Please restate word for word the lines from the top of the entries through the line that contains "Target: man's gray hair", and do not include any pictures.

= Beginning of Section =

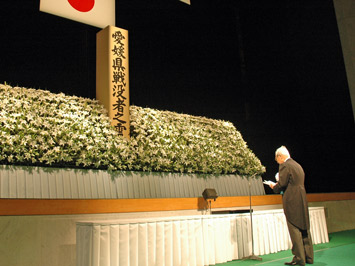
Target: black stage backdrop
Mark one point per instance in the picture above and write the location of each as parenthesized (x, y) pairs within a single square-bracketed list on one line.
[(273, 68)]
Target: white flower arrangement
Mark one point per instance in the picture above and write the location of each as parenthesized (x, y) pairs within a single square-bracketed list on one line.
[(41, 128)]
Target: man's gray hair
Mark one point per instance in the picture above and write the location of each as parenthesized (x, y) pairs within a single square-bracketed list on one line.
[(282, 151)]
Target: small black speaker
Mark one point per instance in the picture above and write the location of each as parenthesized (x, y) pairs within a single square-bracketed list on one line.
[(209, 193)]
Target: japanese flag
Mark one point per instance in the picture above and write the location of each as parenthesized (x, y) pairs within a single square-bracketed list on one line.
[(98, 13)]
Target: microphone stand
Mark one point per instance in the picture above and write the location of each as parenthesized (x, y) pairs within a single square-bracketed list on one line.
[(252, 256)]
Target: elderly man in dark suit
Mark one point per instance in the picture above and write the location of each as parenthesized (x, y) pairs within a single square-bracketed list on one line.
[(295, 205)]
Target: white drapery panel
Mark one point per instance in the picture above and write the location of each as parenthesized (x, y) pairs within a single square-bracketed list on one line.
[(189, 240)]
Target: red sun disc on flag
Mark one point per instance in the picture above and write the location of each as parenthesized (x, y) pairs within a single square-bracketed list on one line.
[(82, 5)]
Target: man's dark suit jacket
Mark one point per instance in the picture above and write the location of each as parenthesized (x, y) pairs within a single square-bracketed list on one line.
[(295, 205)]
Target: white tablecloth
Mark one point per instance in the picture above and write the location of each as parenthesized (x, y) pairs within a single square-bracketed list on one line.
[(188, 240)]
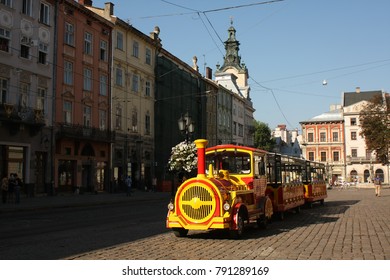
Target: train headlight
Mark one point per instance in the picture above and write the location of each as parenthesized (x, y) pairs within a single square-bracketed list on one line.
[(171, 206)]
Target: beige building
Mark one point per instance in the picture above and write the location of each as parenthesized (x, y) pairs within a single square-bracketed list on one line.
[(132, 91), (361, 163)]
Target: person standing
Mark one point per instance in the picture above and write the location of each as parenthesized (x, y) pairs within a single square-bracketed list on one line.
[(4, 189), (11, 188), (378, 186), (128, 185), (154, 184), (18, 186)]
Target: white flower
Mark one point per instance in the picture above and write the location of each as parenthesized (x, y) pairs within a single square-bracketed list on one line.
[(183, 157)]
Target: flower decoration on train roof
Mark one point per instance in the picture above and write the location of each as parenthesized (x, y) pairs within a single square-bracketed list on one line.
[(183, 157)]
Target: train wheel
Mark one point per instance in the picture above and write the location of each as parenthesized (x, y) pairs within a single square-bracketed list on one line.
[(236, 234), (180, 232)]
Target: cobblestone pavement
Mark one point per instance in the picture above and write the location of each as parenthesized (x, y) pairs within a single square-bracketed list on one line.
[(354, 224)]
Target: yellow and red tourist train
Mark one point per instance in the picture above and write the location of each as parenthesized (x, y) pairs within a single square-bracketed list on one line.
[(237, 185)]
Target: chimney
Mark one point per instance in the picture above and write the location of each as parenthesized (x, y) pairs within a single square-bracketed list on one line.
[(85, 2), (108, 9), (201, 146), (195, 63), (209, 73), (155, 33)]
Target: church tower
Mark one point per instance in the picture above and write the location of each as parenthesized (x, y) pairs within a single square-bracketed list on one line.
[(232, 62)]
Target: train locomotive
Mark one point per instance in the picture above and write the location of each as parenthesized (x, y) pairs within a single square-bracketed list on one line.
[(235, 186)]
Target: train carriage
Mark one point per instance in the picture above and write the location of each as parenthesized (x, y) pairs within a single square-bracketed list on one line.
[(315, 183), (285, 185), (237, 185), (228, 195)]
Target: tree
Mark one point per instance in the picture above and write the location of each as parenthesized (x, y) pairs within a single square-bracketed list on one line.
[(375, 126), (263, 139)]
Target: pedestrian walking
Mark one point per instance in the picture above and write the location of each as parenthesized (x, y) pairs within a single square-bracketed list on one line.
[(154, 184), (4, 189), (128, 185), (18, 186), (11, 188), (378, 185)]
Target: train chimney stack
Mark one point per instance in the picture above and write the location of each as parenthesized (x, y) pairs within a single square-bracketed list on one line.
[(201, 146)]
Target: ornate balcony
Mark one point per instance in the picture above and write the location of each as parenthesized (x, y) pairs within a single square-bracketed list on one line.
[(84, 133), (13, 116)]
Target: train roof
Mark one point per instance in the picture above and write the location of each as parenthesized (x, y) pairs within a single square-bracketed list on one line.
[(231, 146)]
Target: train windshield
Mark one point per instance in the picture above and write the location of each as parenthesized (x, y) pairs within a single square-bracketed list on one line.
[(233, 161)]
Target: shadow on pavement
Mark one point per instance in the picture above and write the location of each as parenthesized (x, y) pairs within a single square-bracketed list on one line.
[(328, 213)]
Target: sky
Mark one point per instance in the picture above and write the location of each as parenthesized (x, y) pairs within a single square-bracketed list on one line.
[(290, 47)]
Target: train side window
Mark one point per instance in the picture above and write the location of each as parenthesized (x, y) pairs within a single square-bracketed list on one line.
[(261, 168)]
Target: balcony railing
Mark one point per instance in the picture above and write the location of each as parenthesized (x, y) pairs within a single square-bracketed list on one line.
[(352, 160), (13, 113), (85, 133)]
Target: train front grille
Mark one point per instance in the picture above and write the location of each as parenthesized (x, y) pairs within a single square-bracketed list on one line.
[(197, 203)]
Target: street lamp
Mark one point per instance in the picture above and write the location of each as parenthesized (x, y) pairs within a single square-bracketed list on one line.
[(186, 125)]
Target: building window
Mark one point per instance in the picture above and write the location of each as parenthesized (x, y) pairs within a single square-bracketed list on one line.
[(134, 84), (322, 136), (368, 154), (44, 14), (25, 44), (134, 120), (87, 114), (103, 50), (147, 123), (41, 99), (102, 119), (336, 156), (4, 40), (135, 49), (335, 136), (103, 85), (88, 43), (6, 2), (87, 79), (3, 90), (69, 34), (119, 40), (67, 112), (68, 73), (119, 77), (148, 56), (118, 117), (147, 88), (26, 7), (240, 130), (310, 137), (42, 53), (24, 90)]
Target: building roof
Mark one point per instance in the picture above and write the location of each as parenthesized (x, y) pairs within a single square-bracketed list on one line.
[(350, 98), (331, 116)]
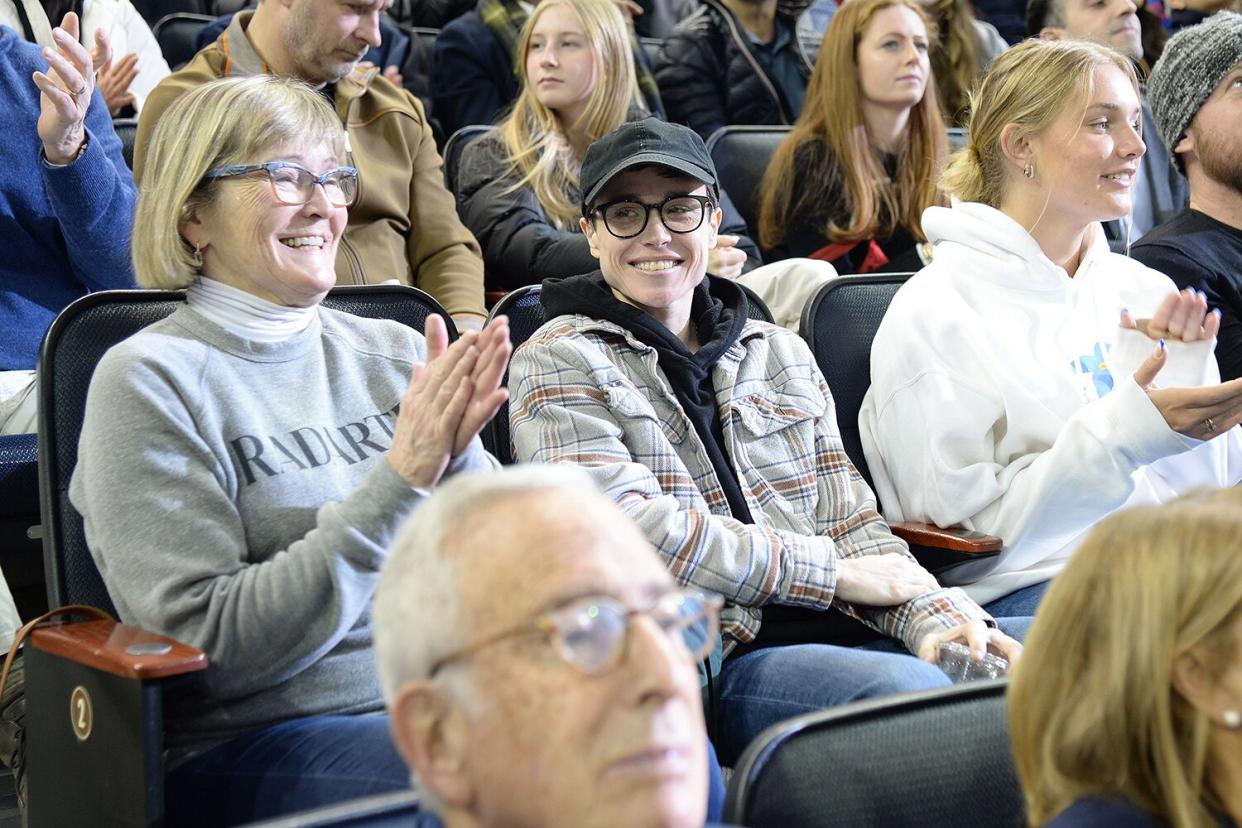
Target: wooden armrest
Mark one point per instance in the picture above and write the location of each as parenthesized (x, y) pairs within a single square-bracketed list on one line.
[(958, 540), (121, 649)]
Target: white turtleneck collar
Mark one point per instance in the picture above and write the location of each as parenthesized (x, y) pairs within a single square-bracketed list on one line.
[(244, 314)]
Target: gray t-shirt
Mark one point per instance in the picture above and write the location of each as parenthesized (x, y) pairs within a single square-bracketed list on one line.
[(236, 497)]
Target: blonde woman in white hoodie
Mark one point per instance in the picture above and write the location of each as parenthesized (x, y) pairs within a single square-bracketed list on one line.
[(1028, 382)]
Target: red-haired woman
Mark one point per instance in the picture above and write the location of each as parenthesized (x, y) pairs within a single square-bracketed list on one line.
[(852, 179)]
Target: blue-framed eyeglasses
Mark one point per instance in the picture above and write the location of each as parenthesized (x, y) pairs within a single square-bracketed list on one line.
[(591, 633), (293, 184)]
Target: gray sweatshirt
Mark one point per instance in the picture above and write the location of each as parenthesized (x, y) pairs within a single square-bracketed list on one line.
[(236, 498)]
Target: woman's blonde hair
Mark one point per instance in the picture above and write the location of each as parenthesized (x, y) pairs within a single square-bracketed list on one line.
[(955, 62), (832, 117), (232, 121), (1030, 86), (1093, 710), (538, 154)]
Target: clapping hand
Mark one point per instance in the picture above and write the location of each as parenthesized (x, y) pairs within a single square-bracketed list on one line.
[(1180, 317), (114, 80), (725, 260), (450, 399), (66, 90)]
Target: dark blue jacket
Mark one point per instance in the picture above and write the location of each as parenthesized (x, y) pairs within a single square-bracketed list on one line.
[(1104, 812), (471, 75), (63, 231)]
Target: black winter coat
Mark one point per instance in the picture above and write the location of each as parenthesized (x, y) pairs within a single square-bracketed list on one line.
[(519, 245), (708, 77)]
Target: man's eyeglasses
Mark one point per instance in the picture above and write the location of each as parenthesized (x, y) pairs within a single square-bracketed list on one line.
[(681, 214), (591, 633), (293, 184)]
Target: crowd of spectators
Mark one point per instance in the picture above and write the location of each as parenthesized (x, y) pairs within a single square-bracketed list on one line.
[(258, 472)]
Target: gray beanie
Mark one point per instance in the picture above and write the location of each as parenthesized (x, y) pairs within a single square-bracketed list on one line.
[(1191, 66)]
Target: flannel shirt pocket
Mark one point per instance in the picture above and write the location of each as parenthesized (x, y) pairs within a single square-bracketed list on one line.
[(775, 445), (627, 402)]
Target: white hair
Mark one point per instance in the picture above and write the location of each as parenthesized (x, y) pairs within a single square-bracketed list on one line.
[(417, 613)]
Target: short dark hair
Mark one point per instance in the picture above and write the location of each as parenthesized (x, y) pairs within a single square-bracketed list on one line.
[(1041, 14)]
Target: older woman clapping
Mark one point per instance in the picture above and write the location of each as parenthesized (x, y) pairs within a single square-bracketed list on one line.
[(245, 462)]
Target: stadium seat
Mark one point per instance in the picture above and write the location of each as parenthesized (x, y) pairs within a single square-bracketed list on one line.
[(425, 35), (740, 155), (114, 774), (937, 759), (525, 317), (175, 35), (155, 10), (20, 560), (840, 325)]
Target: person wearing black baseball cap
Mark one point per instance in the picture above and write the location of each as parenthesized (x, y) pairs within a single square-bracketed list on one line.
[(718, 436)]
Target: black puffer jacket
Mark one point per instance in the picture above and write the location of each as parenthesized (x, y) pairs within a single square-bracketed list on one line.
[(708, 76), (519, 245)]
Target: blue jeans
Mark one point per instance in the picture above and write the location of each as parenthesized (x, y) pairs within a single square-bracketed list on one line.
[(773, 684), (307, 764), (287, 767), (1024, 602)]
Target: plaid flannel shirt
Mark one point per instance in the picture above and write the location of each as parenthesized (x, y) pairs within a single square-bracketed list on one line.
[(586, 391)]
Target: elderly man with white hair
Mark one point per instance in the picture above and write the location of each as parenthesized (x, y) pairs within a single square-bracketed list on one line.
[(539, 662)]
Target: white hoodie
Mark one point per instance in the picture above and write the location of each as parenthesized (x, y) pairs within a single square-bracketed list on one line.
[(1002, 397)]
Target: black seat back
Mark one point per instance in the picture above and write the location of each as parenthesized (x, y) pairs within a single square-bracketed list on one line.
[(72, 348), (937, 759), (127, 130), (840, 324), (740, 155), (525, 317), (176, 35), (453, 149)]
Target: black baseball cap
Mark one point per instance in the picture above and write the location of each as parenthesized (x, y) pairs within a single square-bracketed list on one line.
[(639, 143)]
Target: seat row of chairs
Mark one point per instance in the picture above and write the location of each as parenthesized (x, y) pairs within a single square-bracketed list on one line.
[(937, 759), (123, 668)]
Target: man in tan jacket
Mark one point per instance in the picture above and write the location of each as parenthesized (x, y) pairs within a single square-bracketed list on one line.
[(404, 225)]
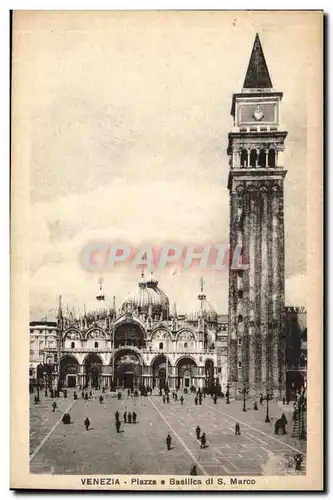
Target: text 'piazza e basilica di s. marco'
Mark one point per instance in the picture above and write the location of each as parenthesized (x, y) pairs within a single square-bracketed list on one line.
[(146, 343)]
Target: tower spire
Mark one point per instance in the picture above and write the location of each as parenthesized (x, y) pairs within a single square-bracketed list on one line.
[(257, 75)]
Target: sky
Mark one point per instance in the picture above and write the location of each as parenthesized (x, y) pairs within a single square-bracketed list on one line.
[(128, 119)]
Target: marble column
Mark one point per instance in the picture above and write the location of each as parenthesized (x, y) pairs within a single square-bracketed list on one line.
[(264, 289), (232, 348)]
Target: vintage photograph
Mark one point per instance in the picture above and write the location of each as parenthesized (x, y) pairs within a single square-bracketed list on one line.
[(166, 161)]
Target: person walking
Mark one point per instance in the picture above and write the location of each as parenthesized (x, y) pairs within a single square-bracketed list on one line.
[(168, 442), (87, 423)]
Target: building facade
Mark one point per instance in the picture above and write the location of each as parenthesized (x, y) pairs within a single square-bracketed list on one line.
[(256, 177), (143, 344)]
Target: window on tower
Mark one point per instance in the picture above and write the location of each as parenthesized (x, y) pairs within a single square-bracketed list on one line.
[(253, 158), (244, 159), (271, 158), (262, 158)]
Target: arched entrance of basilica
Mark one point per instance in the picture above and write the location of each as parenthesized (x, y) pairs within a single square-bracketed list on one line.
[(69, 369), (186, 372), (159, 372), (128, 369), (93, 370)]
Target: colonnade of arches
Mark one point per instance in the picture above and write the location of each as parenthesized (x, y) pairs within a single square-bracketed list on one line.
[(258, 158)]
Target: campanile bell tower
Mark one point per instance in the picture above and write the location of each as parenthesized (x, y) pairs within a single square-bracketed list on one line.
[(256, 177)]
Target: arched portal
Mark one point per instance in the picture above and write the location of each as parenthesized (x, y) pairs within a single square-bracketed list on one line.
[(129, 334), (209, 375), (186, 372), (93, 370), (159, 372), (295, 383), (128, 369), (69, 369)]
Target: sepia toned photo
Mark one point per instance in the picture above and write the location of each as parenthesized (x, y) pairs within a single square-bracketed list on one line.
[(166, 250)]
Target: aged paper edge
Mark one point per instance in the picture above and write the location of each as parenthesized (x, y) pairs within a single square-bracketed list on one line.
[(20, 202)]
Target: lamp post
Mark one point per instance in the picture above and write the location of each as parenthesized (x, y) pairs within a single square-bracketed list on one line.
[(302, 411), (244, 391), (267, 419), (228, 394)]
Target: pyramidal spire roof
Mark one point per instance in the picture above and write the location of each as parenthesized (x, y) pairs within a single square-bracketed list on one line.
[(257, 75)]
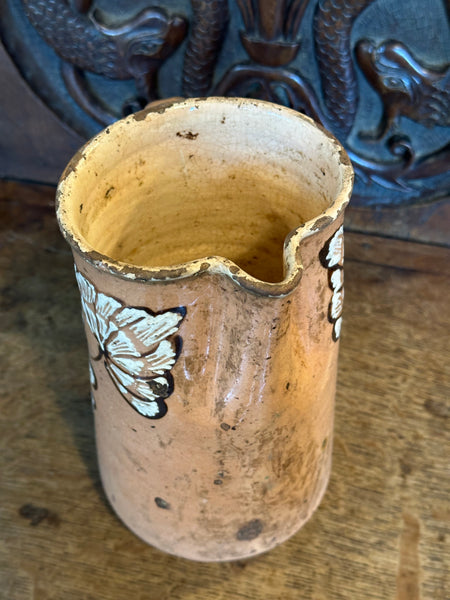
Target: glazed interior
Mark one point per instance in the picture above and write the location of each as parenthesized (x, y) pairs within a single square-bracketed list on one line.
[(203, 178)]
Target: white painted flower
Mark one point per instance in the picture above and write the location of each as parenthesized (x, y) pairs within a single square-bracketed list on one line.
[(139, 347), (335, 249), (332, 258)]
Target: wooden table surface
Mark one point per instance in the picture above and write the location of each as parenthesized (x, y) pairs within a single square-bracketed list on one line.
[(382, 530)]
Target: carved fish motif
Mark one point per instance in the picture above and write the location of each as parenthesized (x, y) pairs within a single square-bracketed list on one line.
[(127, 51), (406, 87)]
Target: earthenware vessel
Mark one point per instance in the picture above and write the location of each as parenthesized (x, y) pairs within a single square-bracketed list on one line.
[(207, 238)]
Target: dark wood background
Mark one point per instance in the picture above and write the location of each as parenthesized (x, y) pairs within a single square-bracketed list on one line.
[(375, 72)]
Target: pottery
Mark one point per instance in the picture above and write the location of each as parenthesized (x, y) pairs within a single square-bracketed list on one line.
[(208, 247)]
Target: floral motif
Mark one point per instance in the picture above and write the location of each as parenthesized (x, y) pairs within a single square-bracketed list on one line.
[(138, 347), (332, 258)]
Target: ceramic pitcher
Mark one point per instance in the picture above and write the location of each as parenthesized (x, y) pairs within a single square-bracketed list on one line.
[(208, 246)]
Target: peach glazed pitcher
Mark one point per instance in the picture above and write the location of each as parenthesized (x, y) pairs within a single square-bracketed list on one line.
[(208, 246)]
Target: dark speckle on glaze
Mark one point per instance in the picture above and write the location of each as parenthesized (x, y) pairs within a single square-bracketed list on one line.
[(162, 503), (250, 530)]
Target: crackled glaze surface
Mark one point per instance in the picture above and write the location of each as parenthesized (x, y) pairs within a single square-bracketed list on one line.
[(253, 195)]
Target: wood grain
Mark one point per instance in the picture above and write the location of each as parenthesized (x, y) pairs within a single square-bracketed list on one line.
[(382, 530)]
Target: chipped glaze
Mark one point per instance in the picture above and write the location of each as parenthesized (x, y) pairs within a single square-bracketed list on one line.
[(213, 378)]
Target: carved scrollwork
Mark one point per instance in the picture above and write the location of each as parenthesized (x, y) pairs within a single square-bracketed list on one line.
[(375, 93), (82, 37)]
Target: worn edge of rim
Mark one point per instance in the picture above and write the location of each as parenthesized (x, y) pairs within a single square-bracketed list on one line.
[(214, 264)]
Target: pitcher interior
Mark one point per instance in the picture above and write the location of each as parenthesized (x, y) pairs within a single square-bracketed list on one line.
[(199, 180)]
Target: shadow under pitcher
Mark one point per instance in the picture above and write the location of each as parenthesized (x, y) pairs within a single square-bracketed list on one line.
[(208, 246)]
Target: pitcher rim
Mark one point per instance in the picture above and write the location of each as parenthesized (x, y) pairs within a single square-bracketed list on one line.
[(215, 264)]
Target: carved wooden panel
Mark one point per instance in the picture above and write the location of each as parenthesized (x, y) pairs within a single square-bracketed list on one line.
[(374, 72)]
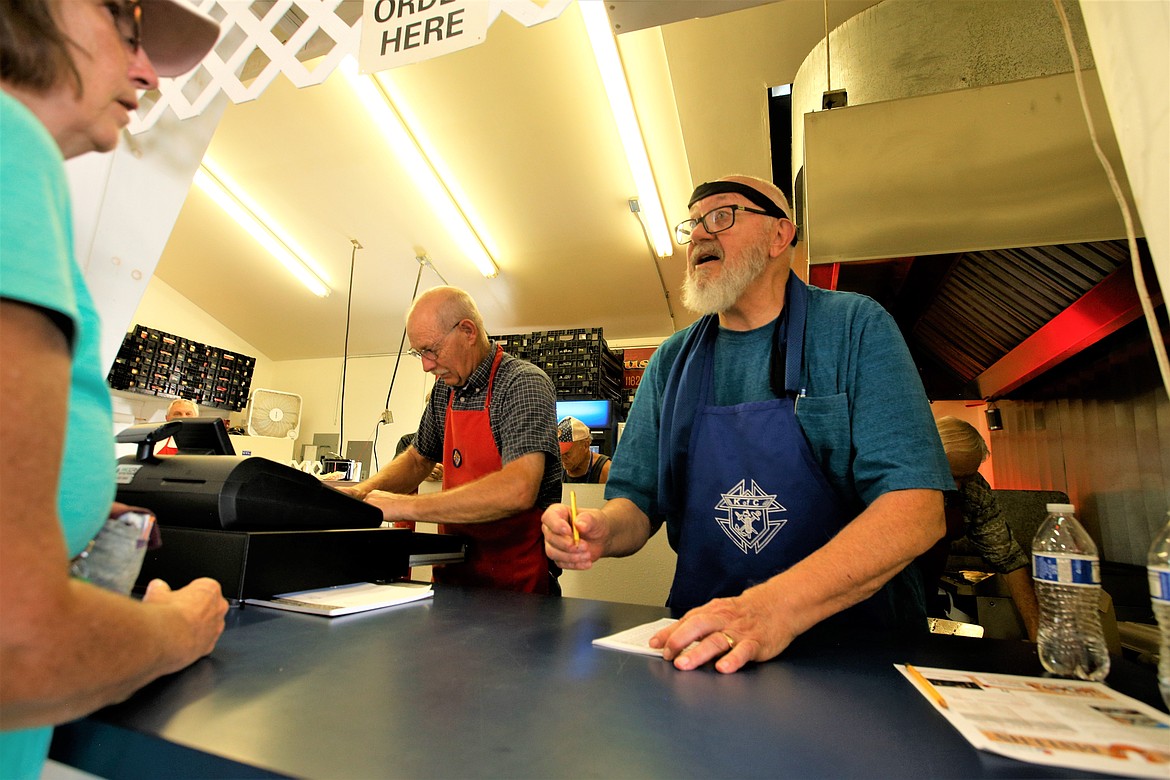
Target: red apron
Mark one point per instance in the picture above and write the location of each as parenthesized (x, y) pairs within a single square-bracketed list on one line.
[(506, 553)]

= End of Section =

Reply to the exercise
Target: black stage backdrop
Mark one point per instance in the picture above and write the location of each as parenthesized (x, y) pairs within a single square-bracketed list on one line.
[(273, 68)]
Target: white flower arrangement
Mark one point per instance in the picture above and write the location of each as parenthesized (x, y) pairs within a single square-bracketed list on one line.
[(41, 128)]
Target: man's gray hair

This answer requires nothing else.